Point-per-instance localization data:
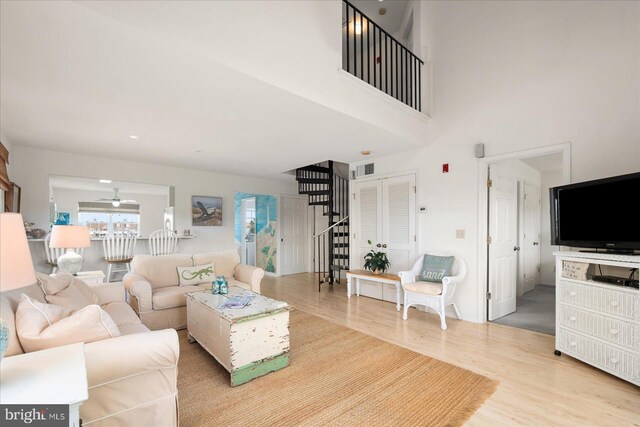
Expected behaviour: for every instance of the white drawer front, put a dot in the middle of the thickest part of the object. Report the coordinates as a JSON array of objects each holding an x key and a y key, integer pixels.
[
  {"x": 619, "y": 362},
  {"x": 623, "y": 333},
  {"x": 609, "y": 301}
]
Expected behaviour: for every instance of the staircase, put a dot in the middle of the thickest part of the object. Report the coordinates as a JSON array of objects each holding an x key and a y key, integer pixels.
[{"x": 331, "y": 245}]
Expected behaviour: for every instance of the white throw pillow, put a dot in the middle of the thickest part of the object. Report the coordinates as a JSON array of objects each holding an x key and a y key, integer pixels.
[
  {"x": 66, "y": 290},
  {"x": 197, "y": 274},
  {"x": 40, "y": 326}
]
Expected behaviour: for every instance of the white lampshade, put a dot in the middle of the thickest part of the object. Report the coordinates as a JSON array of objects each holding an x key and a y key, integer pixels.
[
  {"x": 70, "y": 237},
  {"x": 16, "y": 265}
]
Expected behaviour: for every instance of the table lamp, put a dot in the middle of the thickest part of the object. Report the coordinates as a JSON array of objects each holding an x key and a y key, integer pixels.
[
  {"x": 16, "y": 266},
  {"x": 70, "y": 237}
]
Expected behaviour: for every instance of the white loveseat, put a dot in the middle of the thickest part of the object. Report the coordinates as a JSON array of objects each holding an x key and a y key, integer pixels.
[
  {"x": 154, "y": 292},
  {"x": 132, "y": 378}
]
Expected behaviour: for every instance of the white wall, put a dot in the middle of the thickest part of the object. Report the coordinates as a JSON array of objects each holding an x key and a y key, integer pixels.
[
  {"x": 516, "y": 76},
  {"x": 8, "y": 146},
  {"x": 551, "y": 178},
  {"x": 32, "y": 167},
  {"x": 151, "y": 206}
]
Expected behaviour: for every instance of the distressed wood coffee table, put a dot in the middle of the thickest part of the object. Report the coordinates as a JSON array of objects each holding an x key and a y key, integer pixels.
[{"x": 250, "y": 341}]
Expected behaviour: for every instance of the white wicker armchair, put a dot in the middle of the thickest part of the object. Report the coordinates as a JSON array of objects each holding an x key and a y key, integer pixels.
[{"x": 432, "y": 295}]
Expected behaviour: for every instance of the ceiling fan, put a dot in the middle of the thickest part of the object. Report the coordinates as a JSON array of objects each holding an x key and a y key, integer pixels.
[{"x": 116, "y": 201}]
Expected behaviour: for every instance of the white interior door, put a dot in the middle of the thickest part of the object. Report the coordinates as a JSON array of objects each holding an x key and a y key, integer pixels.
[
  {"x": 293, "y": 235},
  {"x": 399, "y": 221},
  {"x": 248, "y": 242},
  {"x": 531, "y": 237},
  {"x": 503, "y": 247}
]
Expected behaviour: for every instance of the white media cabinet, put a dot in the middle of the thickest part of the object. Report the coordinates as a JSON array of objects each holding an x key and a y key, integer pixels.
[{"x": 599, "y": 323}]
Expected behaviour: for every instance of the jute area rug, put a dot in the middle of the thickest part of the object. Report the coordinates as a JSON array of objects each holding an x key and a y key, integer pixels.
[{"x": 337, "y": 377}]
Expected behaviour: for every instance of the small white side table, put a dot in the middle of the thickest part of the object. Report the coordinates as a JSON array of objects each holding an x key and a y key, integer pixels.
[
  {"x": 48, "y": 377},
  {"x": 358, "y": 275},
  {"x": 91, "y": 276}
]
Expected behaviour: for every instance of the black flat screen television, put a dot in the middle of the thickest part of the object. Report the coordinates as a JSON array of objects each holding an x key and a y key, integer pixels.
[{"x": 598, "y": 214}]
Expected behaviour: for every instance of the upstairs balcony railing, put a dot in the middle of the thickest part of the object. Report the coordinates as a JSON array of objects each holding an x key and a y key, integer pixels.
[{"x": 375, "y": 56}]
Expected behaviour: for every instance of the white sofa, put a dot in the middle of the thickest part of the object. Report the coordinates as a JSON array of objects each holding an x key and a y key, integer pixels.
[
  {"x": 154, "y": 292},
  {"x": 132, "y": 378}
]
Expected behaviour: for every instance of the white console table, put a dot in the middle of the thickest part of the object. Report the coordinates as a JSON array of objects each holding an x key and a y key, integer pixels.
[
  {"x": 357, "y": 275},
  {"x": 599, "y": 323}
]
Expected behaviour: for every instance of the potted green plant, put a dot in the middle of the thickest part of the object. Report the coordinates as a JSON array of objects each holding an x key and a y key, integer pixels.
[{"x": 376, "y": 261}]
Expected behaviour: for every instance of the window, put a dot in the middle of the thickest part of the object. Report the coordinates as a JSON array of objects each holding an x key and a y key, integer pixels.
[{"x": 103, "y": 219}]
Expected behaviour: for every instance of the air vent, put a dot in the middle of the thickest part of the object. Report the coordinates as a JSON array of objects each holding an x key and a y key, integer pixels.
[{"x": 364, "y": 170}]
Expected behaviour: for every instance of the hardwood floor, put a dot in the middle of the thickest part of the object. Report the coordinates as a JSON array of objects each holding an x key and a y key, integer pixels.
[{"x": 536, "y": 387}]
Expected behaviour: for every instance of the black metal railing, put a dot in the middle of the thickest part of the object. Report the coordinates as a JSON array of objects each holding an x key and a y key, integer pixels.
[
  {"x": 329, "y": 191},
  {"x": 375, "y": 56}
]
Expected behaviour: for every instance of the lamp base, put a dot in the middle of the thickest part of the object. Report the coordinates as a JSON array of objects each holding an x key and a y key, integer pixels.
[
  {"x": 70, "y": 262},
  {"x": 4, "y": 338}
]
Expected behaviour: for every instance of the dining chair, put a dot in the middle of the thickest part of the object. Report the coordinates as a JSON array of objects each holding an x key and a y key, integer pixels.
[
  {"x": 118, "y": 250},
  {"x": 163, "y": 242}
]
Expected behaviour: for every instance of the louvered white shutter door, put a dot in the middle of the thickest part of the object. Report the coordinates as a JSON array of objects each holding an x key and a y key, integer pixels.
[
  {"x": 368, "y": 209},
  {"x": 398, "y": 225}
]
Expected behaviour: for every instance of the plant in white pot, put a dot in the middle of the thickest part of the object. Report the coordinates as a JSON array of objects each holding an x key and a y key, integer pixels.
[{"x": 376, "y": 261}]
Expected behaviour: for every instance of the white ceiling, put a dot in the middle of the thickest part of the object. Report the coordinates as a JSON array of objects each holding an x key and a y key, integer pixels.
[
  {"x": 76, "y": 183},
  {"x": 391, "y": 21},
  {"x": 78, "y": 81},
  {"x": 545, "y": 163}
]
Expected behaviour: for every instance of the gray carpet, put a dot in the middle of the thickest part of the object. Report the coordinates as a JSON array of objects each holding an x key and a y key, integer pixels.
[{"x": 535, "y": 311}]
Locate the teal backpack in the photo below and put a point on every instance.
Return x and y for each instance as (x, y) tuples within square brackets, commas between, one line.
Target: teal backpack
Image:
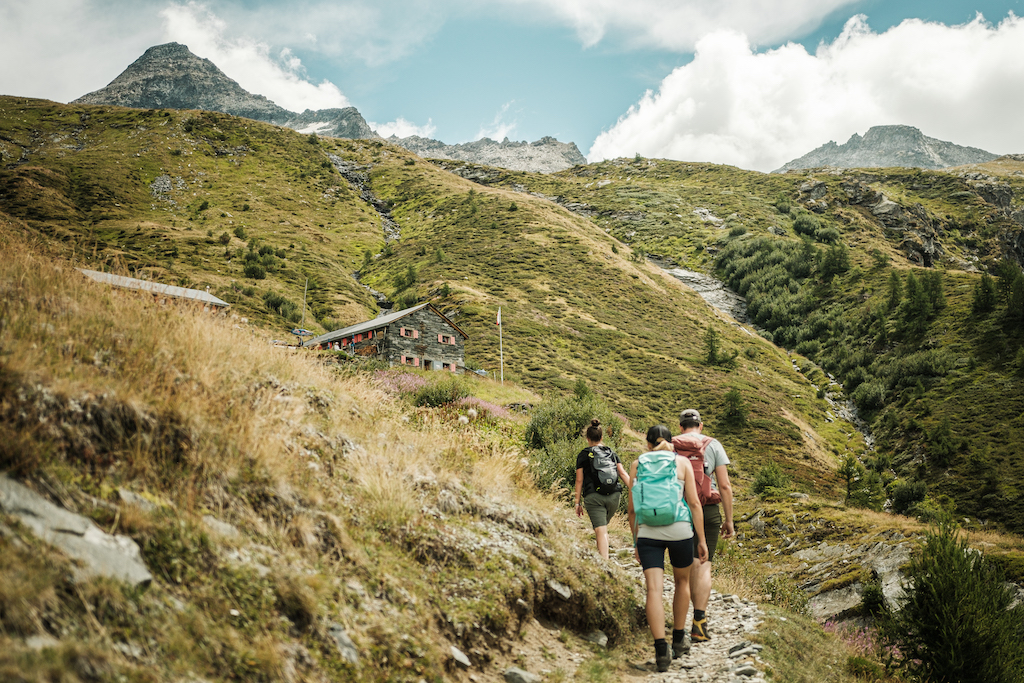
[(657, 494)]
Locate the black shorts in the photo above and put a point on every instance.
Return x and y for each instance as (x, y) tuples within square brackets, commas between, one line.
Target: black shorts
[(713, 526), (651, 553)]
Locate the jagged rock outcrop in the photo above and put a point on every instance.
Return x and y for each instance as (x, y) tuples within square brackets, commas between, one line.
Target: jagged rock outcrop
[(97, 553), (889, 145), (546, 155), (345, 122), (170, 76)]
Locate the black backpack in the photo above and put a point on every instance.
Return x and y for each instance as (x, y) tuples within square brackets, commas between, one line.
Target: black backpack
[(602, 460)]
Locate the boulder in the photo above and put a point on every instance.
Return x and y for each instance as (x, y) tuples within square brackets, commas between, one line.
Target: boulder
[(98, 553)]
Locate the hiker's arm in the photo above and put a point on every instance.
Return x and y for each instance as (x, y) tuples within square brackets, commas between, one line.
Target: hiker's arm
[(725, 488), (632, 513), (623, 475), (580, 491), (696, 511)]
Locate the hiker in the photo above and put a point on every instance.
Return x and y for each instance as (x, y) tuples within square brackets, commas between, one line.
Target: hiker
[(707, 456), (680, 530), (598, 473)]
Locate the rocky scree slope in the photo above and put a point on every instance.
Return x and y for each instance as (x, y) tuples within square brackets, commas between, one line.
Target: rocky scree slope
[(170, 76), (885, 146)]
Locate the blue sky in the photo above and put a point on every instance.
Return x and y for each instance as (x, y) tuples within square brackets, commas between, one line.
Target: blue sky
[(747, 82)]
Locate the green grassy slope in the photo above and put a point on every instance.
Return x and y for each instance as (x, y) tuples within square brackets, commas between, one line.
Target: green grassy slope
[(940, 382), (574, 304)]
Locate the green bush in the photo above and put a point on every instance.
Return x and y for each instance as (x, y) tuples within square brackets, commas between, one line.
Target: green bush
[(255, 270), (770, 480), (955, 622), (440, 392), (905, 495)]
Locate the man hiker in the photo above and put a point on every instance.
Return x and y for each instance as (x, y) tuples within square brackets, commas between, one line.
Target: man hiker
[(706, 455)]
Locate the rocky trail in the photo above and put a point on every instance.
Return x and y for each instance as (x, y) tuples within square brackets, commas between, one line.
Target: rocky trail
[(728, 657)]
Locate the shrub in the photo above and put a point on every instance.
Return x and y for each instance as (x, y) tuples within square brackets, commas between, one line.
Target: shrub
[(440, 392), (956, 622), (564, 419), (735, 411), (905, 495), (770, 480), (255, 271)]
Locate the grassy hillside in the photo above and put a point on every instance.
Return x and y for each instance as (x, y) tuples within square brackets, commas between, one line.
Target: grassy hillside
[(826, 261), (576, 302)]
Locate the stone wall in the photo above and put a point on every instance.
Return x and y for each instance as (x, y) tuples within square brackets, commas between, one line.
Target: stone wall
[(425, 346)]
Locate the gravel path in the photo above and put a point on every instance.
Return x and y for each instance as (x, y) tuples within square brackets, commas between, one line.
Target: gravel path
[(728, 656)]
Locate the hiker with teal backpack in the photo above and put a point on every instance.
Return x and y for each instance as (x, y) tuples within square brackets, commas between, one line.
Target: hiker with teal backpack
[(598, 473), (666, 514)]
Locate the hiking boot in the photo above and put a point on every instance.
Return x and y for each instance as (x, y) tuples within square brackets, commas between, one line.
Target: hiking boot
[(698, 632), (663, 657)]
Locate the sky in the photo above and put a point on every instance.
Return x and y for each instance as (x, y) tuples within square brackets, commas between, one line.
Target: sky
[(752, 83)]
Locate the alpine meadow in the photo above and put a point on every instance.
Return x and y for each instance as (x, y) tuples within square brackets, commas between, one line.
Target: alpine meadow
[(309, 515)]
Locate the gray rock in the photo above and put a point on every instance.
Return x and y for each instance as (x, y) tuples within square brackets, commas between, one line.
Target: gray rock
[(345, 645), (131, 498), (560, 590), (460, 657), (99, 553), (41, 641), (516, 675), (223, 528)]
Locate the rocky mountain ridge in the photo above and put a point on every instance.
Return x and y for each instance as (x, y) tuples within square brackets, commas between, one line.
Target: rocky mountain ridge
[(889, 145), (170, 76), (545, 156)]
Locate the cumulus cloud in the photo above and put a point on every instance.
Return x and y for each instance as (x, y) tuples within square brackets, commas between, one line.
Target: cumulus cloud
[(678, 25), (402, 128), (499, 128), (278, 76), (734, 105)]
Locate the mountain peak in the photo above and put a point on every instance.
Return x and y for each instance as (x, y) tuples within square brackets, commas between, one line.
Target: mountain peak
[(170, 76), (890, 145)]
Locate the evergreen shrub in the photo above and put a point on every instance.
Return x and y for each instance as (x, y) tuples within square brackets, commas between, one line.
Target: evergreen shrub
[(958, 621)]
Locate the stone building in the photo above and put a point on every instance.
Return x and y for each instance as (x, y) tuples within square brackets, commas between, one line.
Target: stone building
[(420, 337)]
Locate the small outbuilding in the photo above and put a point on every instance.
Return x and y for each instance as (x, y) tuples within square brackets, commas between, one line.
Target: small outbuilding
[(160, 292), (420, 337)]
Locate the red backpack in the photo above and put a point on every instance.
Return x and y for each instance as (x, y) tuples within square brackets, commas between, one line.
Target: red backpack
[(692, 447)]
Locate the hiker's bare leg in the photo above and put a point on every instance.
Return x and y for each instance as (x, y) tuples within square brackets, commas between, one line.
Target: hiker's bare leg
[(602, 541), (655, 605), (680, 597), (700, 584)]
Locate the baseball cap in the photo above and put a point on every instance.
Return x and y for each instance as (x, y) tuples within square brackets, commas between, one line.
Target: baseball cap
[(689, 415)]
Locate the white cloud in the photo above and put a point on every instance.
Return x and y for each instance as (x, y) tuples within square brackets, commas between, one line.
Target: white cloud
[(733, 105), (678, 25), (402, 128), (249, 61), (499, 128)]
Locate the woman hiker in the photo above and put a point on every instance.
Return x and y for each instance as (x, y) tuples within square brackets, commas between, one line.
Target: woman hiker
[(598, 473), (651, 540)]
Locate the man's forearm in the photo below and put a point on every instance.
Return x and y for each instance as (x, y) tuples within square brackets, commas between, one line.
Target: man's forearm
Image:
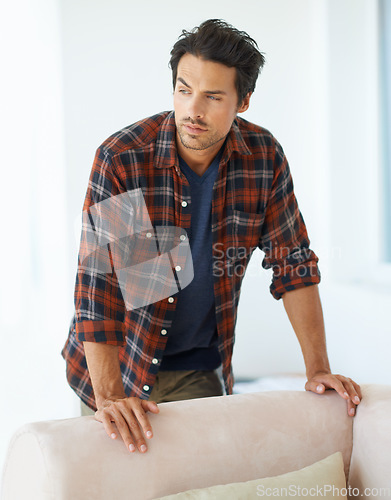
[(305, 313), (104, 369)]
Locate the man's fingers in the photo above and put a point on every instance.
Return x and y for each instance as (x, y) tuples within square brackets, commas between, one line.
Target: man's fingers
[(148, 405), (128, 430), (107, 424)]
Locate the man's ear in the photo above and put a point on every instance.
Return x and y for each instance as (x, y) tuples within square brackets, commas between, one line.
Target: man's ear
[(245, 103)]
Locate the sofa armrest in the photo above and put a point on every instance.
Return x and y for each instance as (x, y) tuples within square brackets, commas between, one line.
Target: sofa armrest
[(371, 455)]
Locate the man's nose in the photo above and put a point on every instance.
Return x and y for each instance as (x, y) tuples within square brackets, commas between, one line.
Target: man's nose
[(196, 108)]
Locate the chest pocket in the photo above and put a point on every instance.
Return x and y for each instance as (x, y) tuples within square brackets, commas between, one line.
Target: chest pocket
[(245, 232)]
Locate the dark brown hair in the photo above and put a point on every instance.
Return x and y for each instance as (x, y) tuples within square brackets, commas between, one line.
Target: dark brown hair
[(216, 40)]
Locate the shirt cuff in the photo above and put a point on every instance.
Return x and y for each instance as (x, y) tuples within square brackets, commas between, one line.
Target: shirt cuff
[(304, 274), (105, 331)]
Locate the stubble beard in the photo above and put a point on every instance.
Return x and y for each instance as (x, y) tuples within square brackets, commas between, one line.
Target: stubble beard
[(198, 144)]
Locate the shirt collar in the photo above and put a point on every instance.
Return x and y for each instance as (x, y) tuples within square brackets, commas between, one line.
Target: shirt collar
[(166, 151)]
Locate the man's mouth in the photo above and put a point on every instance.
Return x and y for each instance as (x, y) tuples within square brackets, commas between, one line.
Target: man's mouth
[(194, 129)]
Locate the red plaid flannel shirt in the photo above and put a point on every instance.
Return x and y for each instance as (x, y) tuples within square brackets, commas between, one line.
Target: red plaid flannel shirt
[(253, 206)]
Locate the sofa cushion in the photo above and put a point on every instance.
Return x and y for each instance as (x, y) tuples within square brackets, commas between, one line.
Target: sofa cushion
[(325, 478)]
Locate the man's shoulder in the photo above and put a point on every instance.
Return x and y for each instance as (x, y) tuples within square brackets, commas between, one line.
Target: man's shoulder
[(137, 135)]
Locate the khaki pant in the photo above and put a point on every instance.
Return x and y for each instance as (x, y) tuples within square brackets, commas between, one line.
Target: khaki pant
[(177, 385)]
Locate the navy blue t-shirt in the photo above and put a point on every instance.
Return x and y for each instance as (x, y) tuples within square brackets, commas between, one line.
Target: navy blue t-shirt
[(192, 338)]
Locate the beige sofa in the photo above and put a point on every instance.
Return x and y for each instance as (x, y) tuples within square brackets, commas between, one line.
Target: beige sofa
[(203, 442)]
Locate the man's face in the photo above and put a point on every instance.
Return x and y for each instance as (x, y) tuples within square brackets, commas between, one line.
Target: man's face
[(205, 103)]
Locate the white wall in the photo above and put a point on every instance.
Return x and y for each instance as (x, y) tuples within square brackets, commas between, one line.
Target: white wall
[(317, 94)]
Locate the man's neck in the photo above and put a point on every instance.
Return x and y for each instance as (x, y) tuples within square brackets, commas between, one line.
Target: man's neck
[(198, 160)]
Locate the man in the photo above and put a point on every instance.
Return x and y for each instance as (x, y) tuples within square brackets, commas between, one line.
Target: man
[(226, 183)]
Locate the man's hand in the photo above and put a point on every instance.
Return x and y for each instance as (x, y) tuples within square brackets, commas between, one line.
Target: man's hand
[(129, 417), (346, 388)]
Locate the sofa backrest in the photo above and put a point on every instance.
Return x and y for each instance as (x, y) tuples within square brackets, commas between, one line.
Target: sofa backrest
[(197, 443)]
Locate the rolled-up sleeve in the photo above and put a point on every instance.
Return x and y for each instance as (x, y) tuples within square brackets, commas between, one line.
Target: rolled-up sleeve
[(284, 238), (99, 305)]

» **AIM OF THE EXERCISE**:
Look above for the line with "Locate the woman" and the line with "Locate the man's fingers". Give again exactly those two lines and all lines between them, pictures excluded.

» **WRITTEN SOLUTION**:
Locate the woman hiker in the photo above and put a point on every instance.
Return x and y for each instance as (x, y) tuples within square brackets, commas between, one line.
Target: woman hiker
[(598, 473), (651, 540)]
Locate the man's forearm in the photo below and put a point on every instance.
Return x and y for each instance as (x, y) tuples within square brackets, commas between, one line.
Target: man's forearm
Image:
[(305, 313), (104, 369)]
Locate the man's fingers in the photo above and put a point on every instance.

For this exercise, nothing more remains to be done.